Exercise data
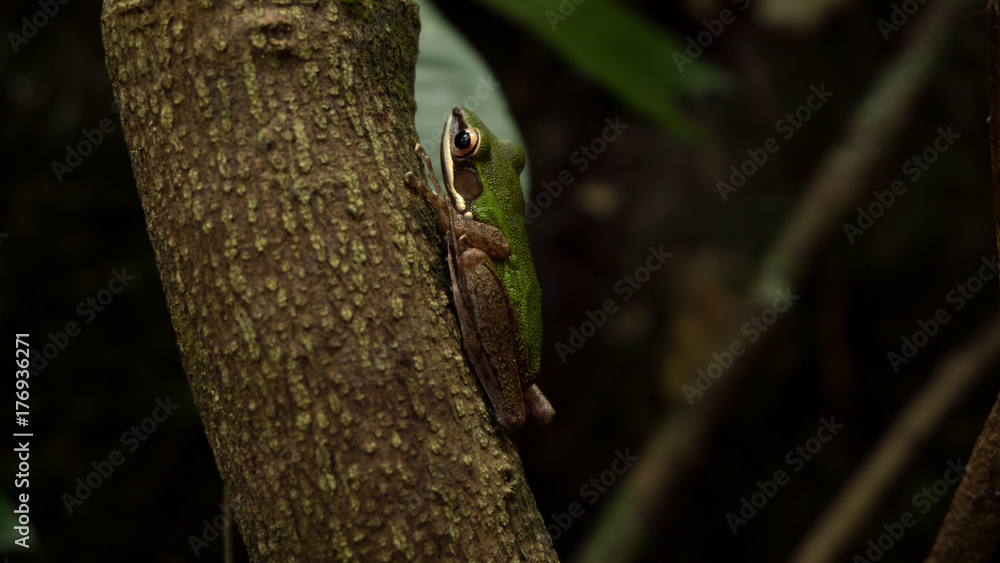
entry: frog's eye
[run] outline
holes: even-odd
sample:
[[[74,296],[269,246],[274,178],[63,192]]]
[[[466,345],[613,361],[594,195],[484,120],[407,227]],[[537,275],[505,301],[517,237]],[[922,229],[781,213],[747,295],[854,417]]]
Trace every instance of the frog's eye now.
[[[475,156],[479,150],[479,131],[476,129],[465,129],[455,135],[455,140],[451,143],[451,155],[455,158],[468,158]]]

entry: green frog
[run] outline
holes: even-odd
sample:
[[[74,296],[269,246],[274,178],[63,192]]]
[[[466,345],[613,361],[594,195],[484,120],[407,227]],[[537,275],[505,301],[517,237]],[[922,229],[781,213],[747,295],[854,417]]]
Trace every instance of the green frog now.
[[[444,188],[426,164],[436,192],[412,172],[404,182],[434,205],[445,233],[462,345],[497,420],[514,430],[544,426],[552,404],[534,384],[541,370],[542,292],[528,247],[519,175],[524,151],[496,138],[476,114],[456,107],[441,138]]]

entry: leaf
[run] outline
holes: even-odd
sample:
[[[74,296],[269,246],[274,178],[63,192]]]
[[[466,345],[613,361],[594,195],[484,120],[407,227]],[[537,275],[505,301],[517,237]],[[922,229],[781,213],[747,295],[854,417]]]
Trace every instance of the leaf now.
[[[560,54],[633,110],[688,141],[705,133],[678,107],[682,93],[721,91],[728,75],[706,60],[678,68],[685,44],[631,8],[601,0],[477,0]],[[560,11],[563,10],[563,11]]]
[[[441,146],[445,119],[452,108],[462,105],[475,112],[494,135],[524,147],[524,139],[493,71],[432,3],[417,0],[417,4],[421,30],[414,90],[420,144],[434,158]],[[437,162],[434,165],[439,166]],[[521,178],[527,200],[531,185],[527,164]]]

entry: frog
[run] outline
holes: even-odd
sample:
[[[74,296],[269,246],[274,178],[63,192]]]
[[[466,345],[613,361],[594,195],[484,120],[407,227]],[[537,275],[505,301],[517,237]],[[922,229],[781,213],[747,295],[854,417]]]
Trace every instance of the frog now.
[[[524,222],[524,151],[457,106],[441,136],[443,188],[424,147],[417,143],[414,152],[435,190],[413,172],[403,182],[437,211],[462,346],[473,371],[501,426],[545,426],[555,409],[535,383],[542,292]]]

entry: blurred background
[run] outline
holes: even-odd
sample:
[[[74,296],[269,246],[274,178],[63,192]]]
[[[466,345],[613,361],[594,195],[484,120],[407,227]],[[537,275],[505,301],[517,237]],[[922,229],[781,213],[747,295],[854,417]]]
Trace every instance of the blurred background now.
[[[984,3],[435,4],[425,29],[478,51],[506,102],[481,75],[466,95],[509,110],[530,161],[559,416],[514,439],[560,557],[793,561],[857,479],[874,493],[833,515],[854,528],[830,560],[922,560],[1000,390]],[[52,344],[34,557],[4,506],[13,442],[0,537],[12,561],[221,560],[100,3],[57,5],[0,6],[0,326]]]

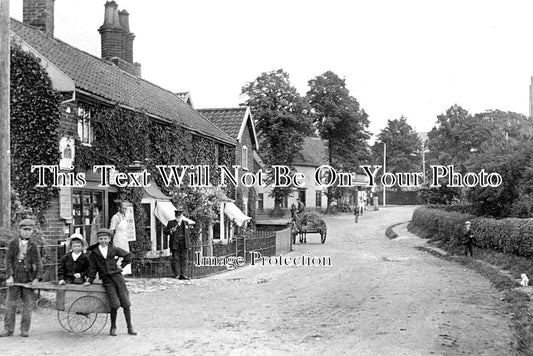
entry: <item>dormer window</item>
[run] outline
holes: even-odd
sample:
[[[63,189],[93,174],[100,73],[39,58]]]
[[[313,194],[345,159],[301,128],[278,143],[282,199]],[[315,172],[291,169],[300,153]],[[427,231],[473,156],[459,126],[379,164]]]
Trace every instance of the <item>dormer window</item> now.
[[[242,162],[241,166],[243,169],[248,169],[248,147],[242,146]]]
[[[78,137],[81,143],[86,146],[90,146],[94,141],[93,127],[91,125],[93,112],[93,109],[89,109],[86,106],[78,106]]]

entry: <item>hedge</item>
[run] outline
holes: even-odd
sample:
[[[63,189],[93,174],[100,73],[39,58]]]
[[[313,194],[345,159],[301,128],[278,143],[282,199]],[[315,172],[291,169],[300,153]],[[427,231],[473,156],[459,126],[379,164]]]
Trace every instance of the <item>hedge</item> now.
[[[473,223],[474,218],[475,216],[470,214],[420,207],[414,211],[407,229],[424,238],[458,245],[465,221],[470,220]]]
[[[383,204],[383,191],[376,191],[374,196],[378,197],[378,204]],[[387,205],[420,205],[422,200],[418,196],[417,190],[387,190],[385,193]]]
[[[476,209],[474,205],[472,204],[464,204],[464,203],[450,204],[450,205],[427,204],[425,205],[425,207],[430,208],[430,209],[440,209],[440,210],[444,210],[448,212],[476,215]]]
[[[517,256],[533,256],[533,220],[478,218],[475,223],[474,234],[480,247]]]
[[[414,211],[408,230],[424,238],[459,245],[462,229],[467,220],[472,222],[472,231],[478,247],[523,257],[533,256],[531,219],[495,220],[420,207]]]

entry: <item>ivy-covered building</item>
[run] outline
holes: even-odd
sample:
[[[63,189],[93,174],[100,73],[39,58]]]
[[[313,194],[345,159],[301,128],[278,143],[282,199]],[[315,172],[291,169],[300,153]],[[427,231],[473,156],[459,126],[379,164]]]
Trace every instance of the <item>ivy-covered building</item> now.
[[[240,166],[241,169],[234,199],[242,212],[255,222],[256,190],[254,187],[247,187],[241,181],[243,175],[257,172],[253,163],[254,152],[259,149],[259,143],[250,108],[198,109],[198,111],[237,141],[234,164]]]
[[[45,237],[57,241],[79,231],[89,239],[95,229],[109,226],[115,201],[126,197],[136,204],[139,248],[147,250],[151,244],[152,249],[164,249],[153,202],[165,200],[165,194],[155,184],[145,190],[101,187],[93,166],[109,164],[126,171],[140,161],[154,177],[156,165],[205,164],[214,170],[233,164],[236,140],[176,93],[141,78],[140,65],[133,62],[129,14],[118,11],[114,1],[105,4],[99,29],[102,58],[53,37],[54,0],[24,0],[23,6],[23,22],[11,19],[11,42],[39,59],[61,95],[56,129],[62,157],[49,164],[86,177],[83,186],[61,188],[51,199],[44,212]],[[168,193],[160,180],[152,183]],[[151,203],[143,205],[143,198]]]
[[[255,173],[253,157],[254,151],[257,151],[259,147],[250,108],[198,109],[198,111],[237,141],[234,164],[241,166],[239,180],[247,172]],[[251,216],[255,206],[255,189],[239,184],[236,191],[235,198],[239,208],[246,215]]]

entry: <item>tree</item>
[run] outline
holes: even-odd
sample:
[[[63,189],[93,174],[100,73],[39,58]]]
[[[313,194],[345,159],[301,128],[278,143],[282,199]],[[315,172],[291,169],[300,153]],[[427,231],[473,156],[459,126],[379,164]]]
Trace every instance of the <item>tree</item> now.
[[[370,158],[367,140],[369,120],[346,81],[327,71],[309,81],[307,100],[320,137],[328,142],[329,165],[337,170],[355,171]],[[335,189],[328,188],[328,210]]]
[[[533,216],[533,132],[524,115],[500,110],[476,114],[488,135],[472,154],[468,171],[497,172],[499,187],[475,187],[467,197],[480,215]]]
[[[474,115],[479,146],[478,153],[489,153],[519,146],[533,138],[531,121],[522,114],[487,110]]]
[[[533,210],[533,129],[524,115],[489,110],[474,116],[458,105],[439,115],[429,133],[429,148],[439,164],[456,171],[502,176],[498,187],[466,192],[477,213],[494,217],[531,216]]]
[[[487,128],[480,125],[479,118],[472,117],[455,104],[445,114],[437,116],[437,125],[428,133],[428,156],[431,163],[455,166],[465,171],[465,162],[487,136]]]
[[[312,133],[312,125],[309,105],[291,85],[289,74],[282,69],[262,73],[242,88],[242,94],[248,96],[243,105],[252,110],[265,164],[292,167],[304,137]],[[272,190],[275,214],[291,191],[291,187]]]
[[[375,162],[380,162],[383,157],[384,143],[387,144],[387,172],[422,171],[422,142],[405,117],[389,120],[387,126],[381,130],[372,147]]]

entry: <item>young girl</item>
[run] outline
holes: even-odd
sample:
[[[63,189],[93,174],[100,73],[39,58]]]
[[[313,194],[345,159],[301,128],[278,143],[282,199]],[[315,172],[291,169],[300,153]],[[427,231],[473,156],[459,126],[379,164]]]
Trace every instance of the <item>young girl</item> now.
[[[89,270],[89,256],[85,253],[87,241],[75,233],[67,241],[67,253],[59,262],[57,277],[59,284],[83,284]]]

Your instructions
Copy every line from the data that includes the string "entry".

Exercise output
entry: frog's eye
entry: green frog
entry: leaf
entry: frog
entry: blurred background
entry: <item>dormer window</item>
entry: <item>hedge</item>
entry: <item>ivy-covered building</item>
entry: <item>tree</item>
entry: <item>young girl</item>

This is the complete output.